# Document excerpt
“The two most powerful warriors are patience and time.” — Leo Tolstoy
I grew up in little Midwestern town called Beloit, Wisconsin with a tenacious group of friends. We played until the sun went down, and often thrived under the moon. Endurance junkies that didn’t know shit about hydration or nutrition — we just played until we dropped.
My knees throbbed, my ankles ached, and my hands . . . wrinkled like prunes. I was too young to understand, but somewhere deep inside all of this toil, was a hidden love for Ironman.
When I went to college, it was more of the same, but I quickly added drinking to my list of endurance routines. An Irish Boy with a training base built over hundreds of years and I did my best to uphold tradition.
Competitive softball replaced college and took me all over the Midwest on a fancy tour bus. Sometimes we played 6 or 7 games a day, all for the right to carry home a trophy nobody else cared about.
After softball, I went back to endurance drinking because it was easy. The first step is always “take action” and for some reason pouring a drink is infinitely easier than tying a pair of running shoes or filling two water bottles.
Alcohol is patient and it prevailed for the next 15 years, but the “easy way” certainly wasn’t making life easy. I wish I would have realized all of this waste, but time was the only thing that could heal my wounds.

(Data entries)
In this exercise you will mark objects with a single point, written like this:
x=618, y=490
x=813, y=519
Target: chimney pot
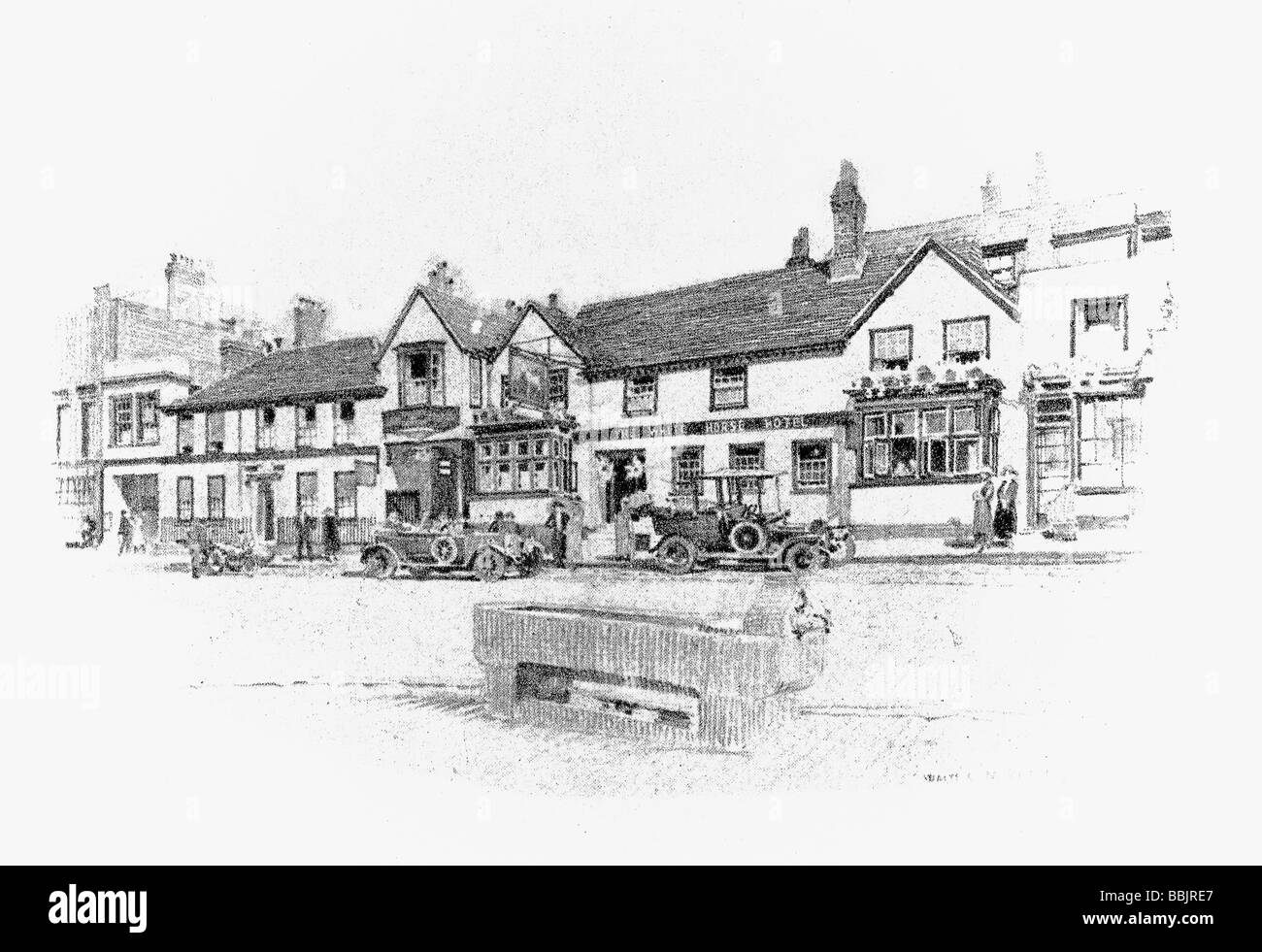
x=849, y=213
x=991, y=196
x=800, y=249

# What this task involves
According to the essay, in which town did the writer grow up? The items are separate material and are not connected to the essay.

# Answer to this exercise
Beloit, Wisconsin